Please copy word for word the lines from the one containing "Labeling tool output request: for every visible volvo" through the one containing "0, 119, 43, 181", both of those included.

**Provided material:**
----
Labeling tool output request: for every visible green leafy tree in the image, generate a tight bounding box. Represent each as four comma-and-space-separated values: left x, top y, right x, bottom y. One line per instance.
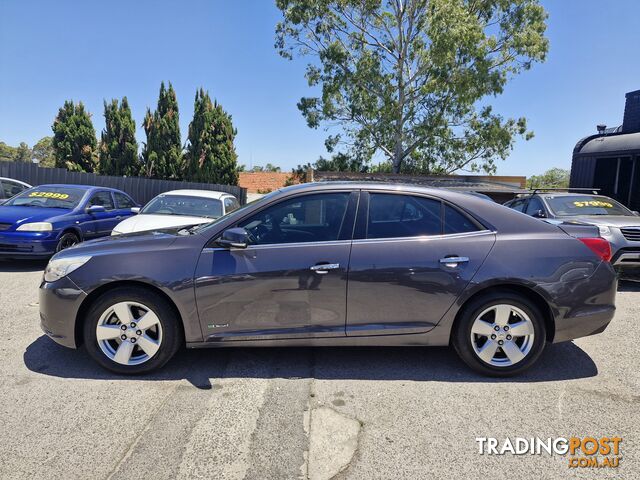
527, 168, 570, 190
51, 100, 96, 172
14, 142, 31, 162
99, 97, 140, 176
31, 137, 56, 168
0, 142, 16, 162
185, 89, 238, 185
142, 82, 184, 180
276, 0, 548, 173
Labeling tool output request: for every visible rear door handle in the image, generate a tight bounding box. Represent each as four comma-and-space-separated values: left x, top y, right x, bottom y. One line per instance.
440, 257, 469, 268
309, 263, 340, 275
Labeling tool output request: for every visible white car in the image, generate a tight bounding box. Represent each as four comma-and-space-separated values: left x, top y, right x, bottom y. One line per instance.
111, 190, 240, 235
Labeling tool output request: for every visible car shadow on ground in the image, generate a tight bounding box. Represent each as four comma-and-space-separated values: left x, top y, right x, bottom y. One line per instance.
618, 280, 640, 292
0, 260, 48, 272
24, 335, 598, 389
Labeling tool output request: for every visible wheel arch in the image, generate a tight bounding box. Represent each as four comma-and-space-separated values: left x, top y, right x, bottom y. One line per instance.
452, 283, 555, 342
74, 280, 185, 347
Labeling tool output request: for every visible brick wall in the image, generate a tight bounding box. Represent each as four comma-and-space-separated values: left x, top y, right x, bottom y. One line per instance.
238, 172, 291, 193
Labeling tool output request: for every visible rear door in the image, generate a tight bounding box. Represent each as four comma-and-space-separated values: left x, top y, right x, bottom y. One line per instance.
347, 191, 495, 336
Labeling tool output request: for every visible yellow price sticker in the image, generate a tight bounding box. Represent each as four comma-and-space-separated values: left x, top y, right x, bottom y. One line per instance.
29, 192, 69, 200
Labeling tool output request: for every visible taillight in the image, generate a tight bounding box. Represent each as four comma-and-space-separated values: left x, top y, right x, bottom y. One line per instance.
578, 237, 611, 262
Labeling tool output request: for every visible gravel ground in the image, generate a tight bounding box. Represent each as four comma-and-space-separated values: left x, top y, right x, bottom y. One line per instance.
0, 262, 640, 480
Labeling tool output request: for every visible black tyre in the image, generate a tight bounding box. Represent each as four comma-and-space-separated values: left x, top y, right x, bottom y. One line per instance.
83, 287, 184, 375
452, 291, 546, 377
56, 232, 80, 253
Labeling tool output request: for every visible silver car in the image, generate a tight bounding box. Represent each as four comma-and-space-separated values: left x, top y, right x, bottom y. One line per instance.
505, 192, 640, 279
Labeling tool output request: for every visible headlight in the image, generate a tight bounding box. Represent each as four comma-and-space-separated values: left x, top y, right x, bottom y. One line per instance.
44, 256, 91, 282
16, 222, 53, 232
598, 226, 611, 237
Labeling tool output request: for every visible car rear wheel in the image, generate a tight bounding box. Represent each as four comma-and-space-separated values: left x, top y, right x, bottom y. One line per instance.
84, 288, 183, 374
56, 232, 80, 253
452, 291, 546, 377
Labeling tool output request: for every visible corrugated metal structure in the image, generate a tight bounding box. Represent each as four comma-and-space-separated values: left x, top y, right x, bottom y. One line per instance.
0, 162, 247, 205
570, 90, 640, 210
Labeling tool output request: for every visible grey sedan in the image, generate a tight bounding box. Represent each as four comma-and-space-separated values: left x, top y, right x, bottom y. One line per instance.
40, 183, 616, 376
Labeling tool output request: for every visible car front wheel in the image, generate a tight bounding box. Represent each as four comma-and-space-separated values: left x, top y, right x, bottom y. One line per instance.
452, 291, 546, 377
84, 288, 183, 374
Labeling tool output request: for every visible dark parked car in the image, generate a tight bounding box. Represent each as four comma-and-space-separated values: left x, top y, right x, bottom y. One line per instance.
40, 182, 616, 376
505, 192, 640, 279
0, 185, 138, 258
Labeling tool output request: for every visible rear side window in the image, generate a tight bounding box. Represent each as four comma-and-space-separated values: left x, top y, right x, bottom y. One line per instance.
113, 192, 136, 208
444, 204, 479, 235
367, 193, 442, 238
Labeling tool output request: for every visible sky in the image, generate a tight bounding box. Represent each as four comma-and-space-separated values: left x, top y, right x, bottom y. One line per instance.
0, 0, 640, 176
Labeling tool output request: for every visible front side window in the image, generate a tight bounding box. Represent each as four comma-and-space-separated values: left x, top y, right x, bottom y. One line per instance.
5, 185, 85, 208
140, 195, 222, 218
87, 192, 113, 210
1, 180, 27, 198
367, 193, 442, 238
113, 192, 136, 208
238, 192, 349, 245
224, 197, 240, 213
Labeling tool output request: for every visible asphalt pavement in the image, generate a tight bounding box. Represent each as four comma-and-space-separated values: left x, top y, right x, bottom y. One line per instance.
0, 262, 640, 480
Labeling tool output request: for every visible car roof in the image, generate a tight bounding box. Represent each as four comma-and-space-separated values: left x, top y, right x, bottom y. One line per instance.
0, 177, 31, 187
160, 189, 233, 200
35, 183, 128, 195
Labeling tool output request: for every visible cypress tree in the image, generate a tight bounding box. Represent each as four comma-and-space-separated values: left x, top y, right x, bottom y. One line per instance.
99, 97, 140, 176
51, 100, 96, 172
185, 88, 238, 185
142, 82, 183, 180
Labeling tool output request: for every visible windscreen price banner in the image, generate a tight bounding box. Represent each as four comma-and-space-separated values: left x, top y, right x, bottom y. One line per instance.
29, 192, 69, 200
476, 437, 622, 468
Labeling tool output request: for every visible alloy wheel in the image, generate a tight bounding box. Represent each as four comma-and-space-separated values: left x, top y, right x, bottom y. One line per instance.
471, 304, 535, 367
96, 302, 162, 365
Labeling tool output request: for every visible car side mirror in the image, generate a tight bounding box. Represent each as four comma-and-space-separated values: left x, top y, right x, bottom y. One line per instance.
86, 205, 107, 215
216, 227, 249, 248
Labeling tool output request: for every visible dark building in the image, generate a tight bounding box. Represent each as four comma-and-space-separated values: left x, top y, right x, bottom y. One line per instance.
570, 90, 640, 210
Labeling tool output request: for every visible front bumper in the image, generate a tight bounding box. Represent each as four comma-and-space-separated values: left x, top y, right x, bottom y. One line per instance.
39, 277, 87, 348
0, 231, 58, 258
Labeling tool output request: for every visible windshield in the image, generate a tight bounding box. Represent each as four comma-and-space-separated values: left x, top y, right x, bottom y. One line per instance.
4, 186, 85, 209
140, 195, 222, 218
544, 195, 633, 217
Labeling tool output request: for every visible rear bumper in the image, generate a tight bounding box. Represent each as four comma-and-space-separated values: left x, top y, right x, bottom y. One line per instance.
0, 232, 58, 258
39, 277, 87, 348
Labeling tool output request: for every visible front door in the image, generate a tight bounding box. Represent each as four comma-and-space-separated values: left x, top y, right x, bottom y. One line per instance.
196, 191, 357, 341
347, 192, 495, 336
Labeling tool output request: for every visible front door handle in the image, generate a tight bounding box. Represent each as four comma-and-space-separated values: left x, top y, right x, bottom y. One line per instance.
309, 263, 340, 275
440, 257, 469, 268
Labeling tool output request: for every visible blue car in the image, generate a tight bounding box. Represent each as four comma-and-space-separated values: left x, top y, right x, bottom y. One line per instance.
0, 185, 138, 258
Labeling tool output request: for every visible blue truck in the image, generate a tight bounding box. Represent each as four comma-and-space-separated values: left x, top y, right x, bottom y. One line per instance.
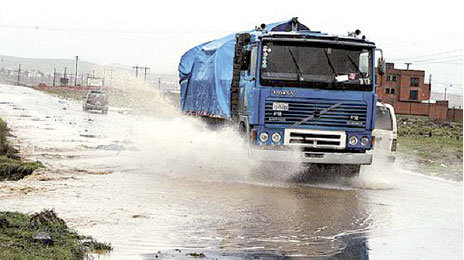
179, 18, 385, 176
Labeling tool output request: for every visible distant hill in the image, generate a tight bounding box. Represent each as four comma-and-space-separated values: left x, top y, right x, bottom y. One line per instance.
0, 55, 101, 74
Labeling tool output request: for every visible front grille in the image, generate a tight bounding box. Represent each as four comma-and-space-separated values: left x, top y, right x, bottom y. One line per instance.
284, 129, 346, 149
264, 98, 367, 129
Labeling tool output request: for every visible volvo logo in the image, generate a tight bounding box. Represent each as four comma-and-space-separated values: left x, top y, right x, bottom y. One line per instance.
272, 90, 296, 96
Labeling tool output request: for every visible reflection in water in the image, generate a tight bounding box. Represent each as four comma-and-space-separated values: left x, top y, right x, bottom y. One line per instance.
203, 186, 369, 258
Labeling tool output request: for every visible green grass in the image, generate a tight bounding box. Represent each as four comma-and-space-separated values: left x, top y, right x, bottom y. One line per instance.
398, 116, 463, 180
0, 210, 112, 259
0, 119, 43, 181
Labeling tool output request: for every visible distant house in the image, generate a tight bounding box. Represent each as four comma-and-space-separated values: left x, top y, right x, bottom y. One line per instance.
375, 63, 431, 103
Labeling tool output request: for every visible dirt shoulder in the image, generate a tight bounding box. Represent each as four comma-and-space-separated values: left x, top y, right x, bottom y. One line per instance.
0, 210, 111, 259
398, 116, 463, 181
0, 118, 43, 181
0, 119, 111, 259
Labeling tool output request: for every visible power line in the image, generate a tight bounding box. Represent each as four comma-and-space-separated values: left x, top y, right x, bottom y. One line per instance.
0, 25, 232, 34
392, 49, 462, 60
392, 55, 462, 62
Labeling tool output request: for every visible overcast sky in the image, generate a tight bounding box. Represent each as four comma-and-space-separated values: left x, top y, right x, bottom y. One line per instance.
0, 0, 464, 93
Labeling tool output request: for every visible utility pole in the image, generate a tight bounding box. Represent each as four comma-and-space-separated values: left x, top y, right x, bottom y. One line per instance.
132, 65, 150, 80
74, 56, 79, 86
429, 74, 432, 101
53, 68, 56, 86
142, 67, 150, 80
16, 64, 21, 86
132, 65, 142, 78
443, 84, 453, 100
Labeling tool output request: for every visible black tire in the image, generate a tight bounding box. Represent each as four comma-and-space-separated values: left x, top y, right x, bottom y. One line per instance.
294, 164, 361, 182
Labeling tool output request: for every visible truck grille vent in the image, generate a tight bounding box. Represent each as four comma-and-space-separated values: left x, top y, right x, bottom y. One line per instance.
264, 98, 367, 129
284, 129, 346, 149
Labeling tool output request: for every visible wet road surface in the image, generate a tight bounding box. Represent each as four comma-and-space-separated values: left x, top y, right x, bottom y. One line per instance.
0, 85, 463, 259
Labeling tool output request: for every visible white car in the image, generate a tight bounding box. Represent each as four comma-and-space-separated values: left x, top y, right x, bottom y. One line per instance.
372, 102, 398, 162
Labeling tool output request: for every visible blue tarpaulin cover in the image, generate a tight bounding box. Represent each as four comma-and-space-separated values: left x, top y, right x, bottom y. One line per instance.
179, 20, 309, 118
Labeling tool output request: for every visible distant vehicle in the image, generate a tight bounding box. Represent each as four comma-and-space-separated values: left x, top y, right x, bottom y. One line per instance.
82, 90, 108, 114
372, 102, 398, 162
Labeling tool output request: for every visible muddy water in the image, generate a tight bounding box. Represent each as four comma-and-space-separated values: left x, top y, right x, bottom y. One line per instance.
0, 85, 462, 259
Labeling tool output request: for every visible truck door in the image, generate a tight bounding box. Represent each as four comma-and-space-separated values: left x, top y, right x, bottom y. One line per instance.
239, 45, 258, 115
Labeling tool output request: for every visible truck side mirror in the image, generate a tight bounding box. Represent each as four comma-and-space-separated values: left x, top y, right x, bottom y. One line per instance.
240, 50, 251, 70
376, 49, 387, 75
377, 58, 387, 75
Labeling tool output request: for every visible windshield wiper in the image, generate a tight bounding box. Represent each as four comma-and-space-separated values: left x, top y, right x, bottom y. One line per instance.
292, 103, 342, 126
324, 48, 338, 77
346, 55, 362, 78
287, 47, 304, 82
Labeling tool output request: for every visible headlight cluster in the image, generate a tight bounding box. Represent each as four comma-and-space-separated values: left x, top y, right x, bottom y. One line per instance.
259, 132, 269, 143
259, 132, 282, 143
348, 135, 369, 147
271, 133, 282, 143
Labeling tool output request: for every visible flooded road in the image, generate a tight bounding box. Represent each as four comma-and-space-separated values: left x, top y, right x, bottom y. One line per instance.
0, 85, 463, 259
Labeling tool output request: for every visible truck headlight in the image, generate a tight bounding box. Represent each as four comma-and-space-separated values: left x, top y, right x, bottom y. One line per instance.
348, 135, 358, 146
271, 133, 282, 143
361, 136, 369, 146
259, 132, 269, 143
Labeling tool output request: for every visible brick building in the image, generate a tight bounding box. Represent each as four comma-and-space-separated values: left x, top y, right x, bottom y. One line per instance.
----
**Result of this task:**
Labeling tool output request: for every visible volvo logo in the image, generate a tight bounding box. Represent each as four comma-and-space-separated values: left x, top y, right x, bottom y. One line per instance.
272, 90, 296, 96
Labeling tool output request: for every visible reflection in water in the image, generate a tight bounding box. Represent each as four comma-and-space-separated values: left x, top y, right x, bottom y. One line per instance.
203, 186, 369, 258
Labeling tool output request: for every visible green grass in the image, generate a tight bounding box. Represent each as four comma-and-space-separated values: left x, top y, right x, bottom y. One line per instance.
398, 116, 463, 180
0, 210, 112, 259
0, 119, 43, 181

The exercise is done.